[Excerpts from a dataset]

-- -- --

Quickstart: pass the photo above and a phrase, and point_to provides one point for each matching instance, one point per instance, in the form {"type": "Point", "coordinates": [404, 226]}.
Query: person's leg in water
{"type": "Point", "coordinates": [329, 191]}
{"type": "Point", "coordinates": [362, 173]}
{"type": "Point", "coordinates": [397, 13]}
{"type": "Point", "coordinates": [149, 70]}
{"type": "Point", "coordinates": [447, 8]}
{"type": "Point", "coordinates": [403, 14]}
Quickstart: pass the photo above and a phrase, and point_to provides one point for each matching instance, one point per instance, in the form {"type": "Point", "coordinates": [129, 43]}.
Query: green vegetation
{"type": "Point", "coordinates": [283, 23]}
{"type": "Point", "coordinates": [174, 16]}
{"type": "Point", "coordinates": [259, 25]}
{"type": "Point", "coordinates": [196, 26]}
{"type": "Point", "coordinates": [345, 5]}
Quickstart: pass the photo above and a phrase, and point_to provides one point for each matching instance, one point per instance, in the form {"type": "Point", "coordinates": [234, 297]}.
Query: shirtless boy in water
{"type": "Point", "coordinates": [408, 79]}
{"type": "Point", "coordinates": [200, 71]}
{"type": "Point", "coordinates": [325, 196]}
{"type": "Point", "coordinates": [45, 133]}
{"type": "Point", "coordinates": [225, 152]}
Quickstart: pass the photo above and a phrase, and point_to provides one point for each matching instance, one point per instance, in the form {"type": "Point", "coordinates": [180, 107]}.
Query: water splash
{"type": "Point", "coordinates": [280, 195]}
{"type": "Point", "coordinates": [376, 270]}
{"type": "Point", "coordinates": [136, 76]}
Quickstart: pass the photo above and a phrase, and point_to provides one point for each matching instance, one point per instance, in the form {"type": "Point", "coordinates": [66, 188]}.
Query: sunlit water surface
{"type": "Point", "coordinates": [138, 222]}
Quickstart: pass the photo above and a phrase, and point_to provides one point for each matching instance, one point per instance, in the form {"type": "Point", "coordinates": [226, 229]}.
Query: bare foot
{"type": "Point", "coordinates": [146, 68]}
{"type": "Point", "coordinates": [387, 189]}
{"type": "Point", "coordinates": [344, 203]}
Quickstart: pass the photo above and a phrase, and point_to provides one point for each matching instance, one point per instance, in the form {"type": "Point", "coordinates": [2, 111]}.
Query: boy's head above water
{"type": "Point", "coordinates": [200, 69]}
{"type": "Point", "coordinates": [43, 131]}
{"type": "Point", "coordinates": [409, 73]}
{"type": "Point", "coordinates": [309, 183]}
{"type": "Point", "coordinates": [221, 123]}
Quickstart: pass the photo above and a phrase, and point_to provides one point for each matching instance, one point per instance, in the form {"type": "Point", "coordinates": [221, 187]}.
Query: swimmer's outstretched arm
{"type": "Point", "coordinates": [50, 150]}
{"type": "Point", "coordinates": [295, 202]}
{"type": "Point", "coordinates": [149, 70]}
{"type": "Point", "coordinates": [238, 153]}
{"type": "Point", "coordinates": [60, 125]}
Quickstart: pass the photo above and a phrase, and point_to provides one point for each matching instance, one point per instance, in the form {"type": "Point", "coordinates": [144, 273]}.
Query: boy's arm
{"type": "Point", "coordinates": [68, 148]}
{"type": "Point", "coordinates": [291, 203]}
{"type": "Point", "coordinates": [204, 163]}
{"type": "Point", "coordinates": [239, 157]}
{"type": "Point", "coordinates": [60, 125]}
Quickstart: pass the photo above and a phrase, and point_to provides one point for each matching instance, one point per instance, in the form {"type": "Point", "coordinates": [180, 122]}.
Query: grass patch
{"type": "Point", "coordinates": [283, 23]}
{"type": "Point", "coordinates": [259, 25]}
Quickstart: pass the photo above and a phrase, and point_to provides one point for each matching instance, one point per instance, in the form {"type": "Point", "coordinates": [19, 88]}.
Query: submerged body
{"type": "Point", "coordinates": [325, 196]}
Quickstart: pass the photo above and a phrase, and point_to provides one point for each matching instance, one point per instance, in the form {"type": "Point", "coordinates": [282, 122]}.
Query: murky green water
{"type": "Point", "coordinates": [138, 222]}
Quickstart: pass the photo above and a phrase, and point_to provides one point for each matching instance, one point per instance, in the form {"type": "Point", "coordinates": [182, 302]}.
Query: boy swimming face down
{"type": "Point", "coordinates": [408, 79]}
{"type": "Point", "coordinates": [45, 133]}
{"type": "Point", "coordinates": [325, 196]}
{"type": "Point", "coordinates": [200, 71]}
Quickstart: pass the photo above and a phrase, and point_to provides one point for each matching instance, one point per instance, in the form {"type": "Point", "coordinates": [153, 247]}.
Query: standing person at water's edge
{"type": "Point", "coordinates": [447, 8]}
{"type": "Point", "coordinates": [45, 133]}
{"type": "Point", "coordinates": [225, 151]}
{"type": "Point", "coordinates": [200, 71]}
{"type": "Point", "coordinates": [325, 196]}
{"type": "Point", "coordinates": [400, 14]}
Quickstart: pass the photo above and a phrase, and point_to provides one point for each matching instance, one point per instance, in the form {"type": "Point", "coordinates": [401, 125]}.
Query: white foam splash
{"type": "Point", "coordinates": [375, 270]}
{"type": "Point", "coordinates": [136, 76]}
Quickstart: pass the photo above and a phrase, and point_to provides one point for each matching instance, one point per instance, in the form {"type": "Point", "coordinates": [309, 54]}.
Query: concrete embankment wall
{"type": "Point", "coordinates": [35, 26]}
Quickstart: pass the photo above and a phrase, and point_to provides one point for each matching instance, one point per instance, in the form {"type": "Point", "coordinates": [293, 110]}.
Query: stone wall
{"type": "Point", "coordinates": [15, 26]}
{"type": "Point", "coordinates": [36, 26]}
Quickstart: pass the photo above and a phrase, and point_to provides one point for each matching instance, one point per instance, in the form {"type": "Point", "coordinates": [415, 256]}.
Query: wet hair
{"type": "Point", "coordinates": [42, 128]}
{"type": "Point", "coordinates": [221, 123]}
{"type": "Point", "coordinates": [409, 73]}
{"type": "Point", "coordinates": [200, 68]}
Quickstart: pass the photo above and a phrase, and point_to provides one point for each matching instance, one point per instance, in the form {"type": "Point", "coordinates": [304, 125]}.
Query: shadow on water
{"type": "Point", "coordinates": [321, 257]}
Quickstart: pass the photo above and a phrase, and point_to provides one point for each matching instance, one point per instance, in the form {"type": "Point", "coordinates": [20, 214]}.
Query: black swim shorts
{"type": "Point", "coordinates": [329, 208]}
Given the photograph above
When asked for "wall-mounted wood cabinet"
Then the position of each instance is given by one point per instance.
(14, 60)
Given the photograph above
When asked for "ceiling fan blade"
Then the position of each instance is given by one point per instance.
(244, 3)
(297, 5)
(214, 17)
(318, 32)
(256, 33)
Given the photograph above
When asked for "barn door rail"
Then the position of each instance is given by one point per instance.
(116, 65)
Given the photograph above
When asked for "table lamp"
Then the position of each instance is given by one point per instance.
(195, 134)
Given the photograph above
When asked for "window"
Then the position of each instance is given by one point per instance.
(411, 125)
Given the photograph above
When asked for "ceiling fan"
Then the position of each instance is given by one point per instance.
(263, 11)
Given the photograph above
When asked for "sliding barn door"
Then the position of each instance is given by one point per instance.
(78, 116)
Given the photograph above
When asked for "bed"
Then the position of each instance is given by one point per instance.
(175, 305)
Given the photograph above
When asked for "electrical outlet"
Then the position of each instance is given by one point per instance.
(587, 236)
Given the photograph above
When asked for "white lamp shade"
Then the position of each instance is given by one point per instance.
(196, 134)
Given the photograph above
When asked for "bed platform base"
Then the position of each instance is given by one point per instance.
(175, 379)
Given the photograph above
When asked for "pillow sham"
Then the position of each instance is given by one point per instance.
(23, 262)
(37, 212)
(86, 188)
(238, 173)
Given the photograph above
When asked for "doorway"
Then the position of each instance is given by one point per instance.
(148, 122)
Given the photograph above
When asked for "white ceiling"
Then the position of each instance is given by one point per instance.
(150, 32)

-- -- --

▸ **Task to carry out**:
The answer must be all the lines above that hold the word "lamp".

▸ **Result for this task**:
When asked for "table lamp"
When asked for "white lamp shade"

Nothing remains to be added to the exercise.